When the RC receives an evaluate event, its children are evaluated in order to return an SSML Conforming Stand-Alone Speech Synthesis Markup Language Document which can be processed by a Conforming Speech Synthesis Markup Language Processor.

Evaluation comprises of:

• data model expressions are evaluated against the data model.
• If a <foreach> element is present, it is evaluated so as to yield content for each defined item in the array.
• If an <audio> element has a specified expr attribute, then the attribute value is evaluated to provide a URI value for the src attribute. If the expr evaluation results in an ECMAScript undefined value, then the <audio> element, including its alternate content, is ignored.
• If a <value> element is present, its expr attribute is evaluated to return a CDATA value.
• construction of a <speak> element with appropriate version, namespace, and xml:lang attributes. The xml:lang attribute value is inherited from the <prompt> element (see 6.4 Prompt Module).
• if an unsupported language is encountered, the platform throws an error.unsupported.language event which specifies the language in its message variable

6.5.3 Examples

In this example

<prompt>

 <foreach item="item" array="array">
    <audio expr="item.audio"><value expr="item.tts"/></audio>
    <break time="300ms"/>
 </foreach>

</prompt>

evaluation returns a sequence of content for each item in <foreach> with <audio> and <value> elements.

Assume that the array consists of 2 items where each item.audio evaluates to 'one.wav' and 'two.wav' respectively, and each item.tts evaluates to 'one' and 'two' respectively. Evaluation of <foreach> is equivalent to the following

<prompt>

    <audio expr="'one.wav'"><value expr="'one'"/></audio>
    <break time="300ms"/>

    <audio expr="'two.wav'"><value expr="'two'"/></audio>
    <break time="300ms"/>

</prompt>

further evaluation of the <audio> and <value> elements result in

<prompt>

    <audio src="one.wav">one</audio>
    <break time="300ms"/>

    <audio src="two.wav">two</audio>
    <break time="300ms"/>

</prompt>

and finally the prompt content is converted into a stand-alone SSML document (assuming the <prompt>'s xml:lang attribute evaluates to 'en'):

<speak version="1.0" xml:lang="en"

**Information shown**
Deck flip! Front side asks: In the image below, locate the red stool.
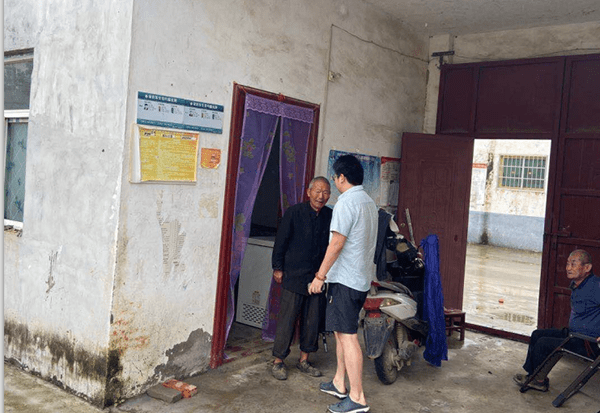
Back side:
[444,308,465,341]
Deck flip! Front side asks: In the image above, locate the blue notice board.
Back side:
[137,92,224,133]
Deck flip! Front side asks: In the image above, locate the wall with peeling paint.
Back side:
[468,139,550,252]
[4,0,427,404]
[4,0,132,405]
[111,0,427,396]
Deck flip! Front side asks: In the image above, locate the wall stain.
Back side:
[110,315,150,356]
[149,329,211,382]
[4,320,108,408]
[46,251,58,294]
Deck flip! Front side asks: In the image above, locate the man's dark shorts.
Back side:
[325,283,368,334]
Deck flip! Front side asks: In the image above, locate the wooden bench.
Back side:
[444,308,465,341]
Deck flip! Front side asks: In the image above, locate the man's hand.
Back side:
[273,270,283,284]
[308,277,325,294]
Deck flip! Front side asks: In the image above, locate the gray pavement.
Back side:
[463,244,542,336]
[4,331,600,413]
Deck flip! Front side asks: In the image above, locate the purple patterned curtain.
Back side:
[225,94,313,339]
[225,94,279,338]
[262,104,313,341]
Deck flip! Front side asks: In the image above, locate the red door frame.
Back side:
[210,82,320,368]
[436,56,566,341]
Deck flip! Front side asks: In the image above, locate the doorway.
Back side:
[210,83,320,368]
[463,139,551,336]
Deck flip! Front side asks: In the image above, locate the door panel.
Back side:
[475,58,564,134]
[539,55,600,328]
[396,133,473,308]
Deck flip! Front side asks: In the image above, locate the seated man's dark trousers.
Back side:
[273,288,325,360]
[523,328,589,374]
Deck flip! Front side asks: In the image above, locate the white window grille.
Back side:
[498,155,547,190]
[4,50,33,229]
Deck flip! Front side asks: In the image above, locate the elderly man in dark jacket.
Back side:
[271,176,332,380]
[514,250,600,391]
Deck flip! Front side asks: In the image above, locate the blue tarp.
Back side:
[421,235,448,367]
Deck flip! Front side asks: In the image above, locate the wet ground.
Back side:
[4,246,600,413]
[4,331,600,413]
[463,244,542,336]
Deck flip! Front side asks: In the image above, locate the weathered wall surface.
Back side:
[110,0,427,396]
[468,139,550,252]
[4,0,132,404]
[424,22,600,133]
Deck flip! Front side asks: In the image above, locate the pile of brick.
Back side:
[146,379,198,403]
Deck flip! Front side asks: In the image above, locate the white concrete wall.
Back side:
[111,0,427,396]
[4,0,132,404]
[469,139,550,217]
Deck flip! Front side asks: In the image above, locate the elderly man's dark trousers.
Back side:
[273,288,324,360]
[523,328,587,374]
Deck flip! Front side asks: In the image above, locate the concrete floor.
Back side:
[463,244,542,336]
[4,331,600,413]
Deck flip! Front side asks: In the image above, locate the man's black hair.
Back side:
[333,155,365,185]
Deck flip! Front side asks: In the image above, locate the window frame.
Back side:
[2,48,34,233]
[497,155,548,192]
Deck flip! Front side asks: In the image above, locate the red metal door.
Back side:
[397,133,473,308]
[539,55,600,327]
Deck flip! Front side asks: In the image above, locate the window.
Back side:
[498,155,546,190]
[4,51,33,228]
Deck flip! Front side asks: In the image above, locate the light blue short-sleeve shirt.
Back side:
[327,185,378,291]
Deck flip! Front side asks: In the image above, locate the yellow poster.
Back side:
[200,148,221,169]
[138,126,199,182]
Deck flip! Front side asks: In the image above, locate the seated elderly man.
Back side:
[514,250,600,391]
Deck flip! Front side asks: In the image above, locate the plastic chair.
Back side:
[520,333,600,406]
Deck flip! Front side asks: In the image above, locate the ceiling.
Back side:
[365,0,600,35]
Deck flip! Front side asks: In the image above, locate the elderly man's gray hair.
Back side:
[308,176,331,189]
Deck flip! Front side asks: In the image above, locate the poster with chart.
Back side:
[131,125,199,183]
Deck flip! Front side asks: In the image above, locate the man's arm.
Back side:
[308,231,346,294]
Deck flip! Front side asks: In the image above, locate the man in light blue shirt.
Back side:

**Directives**
- a) Can you change "data model" to "data store" in the prompt evaluation text from "When the RC" to "the data model."?
- b) According to the prompt evaluation text, why does the RC evaluate its children when it receives an evaluate event?
- c) Pick up the prompt evaluation text where it stops and continue it.
The material comes from a separate source.

**Outputs for the tasks**
- a)
When the RC receives an evaluate event, its children are evaluated in order to return an SSML Conforming Stand-Alone Speech Synthesis Markup Language Document which can be processed by a Conforming Speech Synthesis Markup Language Processor.

Evaluation comprises of:

• data store expressions are evaluated against the data store.

- b) The RC evaluates its children to return an SSML Conforming Stand-Alone Speech Synthesis Markup Language Document. A Conforming Speech Synthesis Markup Language Processor can then process that document.

- c)
 xmlns="http://www.w3.org/2001/10/synthesis">

    <audio src="one.wav">one</audio>
    <break time="300ms"/>

    <audio src="two.wav">two</audio>
    <break time="300ms"/>

</speak>

This content is queued and played using the PromptQueue: each audio URI, or fallback content, is played, followed by a 300 millisecond break.

6.6.1 Syntax

[See XXX for schema definitions].

6.6.2 Semantics

When an media RC receives an evaluate event, the following operations are performed:

• attributes with data model expressions are evaluated against the data model
• if inline SSML content is specified (i.e. <speak> root), then its RC is sent an evaluate event (where any <foreach> and <value> elements are evaluated).
• if inline CDATA content (i.e. CDATA root), or <foreach> and <value> root elements which evaluate to CDATA content, then it is treated as SSML <speak> content.
• if the media resource has not yet been fetched, the resource is fetched. If SSML content is specified, then the evaluated content is processed by the SSML processor and a media resource returned.

6.6.3 Examples

Playback of external audio media resource.

<media type="audio/x-wav" src="http://www.example.com/resource.wav"/>

Application of media operations to audio resource. The soundLevel increases the volume by approximately 50% and the speed is reduced to 50%.

<media type="audio/x-wav" soundLevel="+6.0dB" speed="50%" 
       src="http://www.example.com/resource.wav"/>

Playback of 3GPP media resource.

<media type="video/3gpp" src="http://www.example.com/resource.3gp"/>

Playback of 3GPP media resource with the speed doubled and playback ending after 5 seconds.

<media type="video/3gpp" clipEnd="5s" speed="200%" 
       src="http://www.example.com/resource.3gp"/>

Playback of external SSML document.

<media type="application/ssml+xml" 
       src="http://www.example.com/resource.ssml"/>

Inline CDATA content with a <value> element

<media>
    Ich bin ein Berliner, said <value expr="speaker"/>
</media>

which is syntactically equivalent to

<media>
   <speak version="1.0" xmlns="http://www.w3.org/2001/10/synthesis">
    Ich bin ein Berliner, said <value expr="speaker"/>
    </speak>
</media>

Inline SSML content to which gain and clipping operations are applied.

<media soundLevel="+4.0dB" clipBegin="4s">
   <speak version="1.0" xmlns="http://www.w3.org/2001/10/synthesis">
    Ich bin ein Berliner.
    </speak>
</media>

Inline SSML with audio media fallback.

<media volume="+4.0dB" clipBegin="4s">
   <speak version="1.0" xmlns="http://www.w3.org/2001/10/synthesis">
    Ich bin ein Berliner.
    </speak>
    <media type="audio/x-wav" src="ichbineinberliner.wav">
</media>

6.7.1 Syntax

The <par> element is derived from SMIL <par> element, a time container for parallel output of media resources. Media elements (or containers) within a <par> element are played back in parallel.

The <par> element has the attributes specified in Table 29.

The content model of <par> consists of:

• <media> elements (0 or more)
• <seq> elements (0 or more)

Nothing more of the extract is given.